* **Records from a data source**

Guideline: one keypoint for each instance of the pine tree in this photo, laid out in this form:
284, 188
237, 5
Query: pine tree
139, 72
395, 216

* **What you have to do**
Each entry above is to be transcribed exactly as it was written.

* **Expected answer**
Guideline: one keypoint for each instance of the pine tree in this photo, laid out in this form:
284, 188
237, 5
Query: pine tree
139, 72
395, 216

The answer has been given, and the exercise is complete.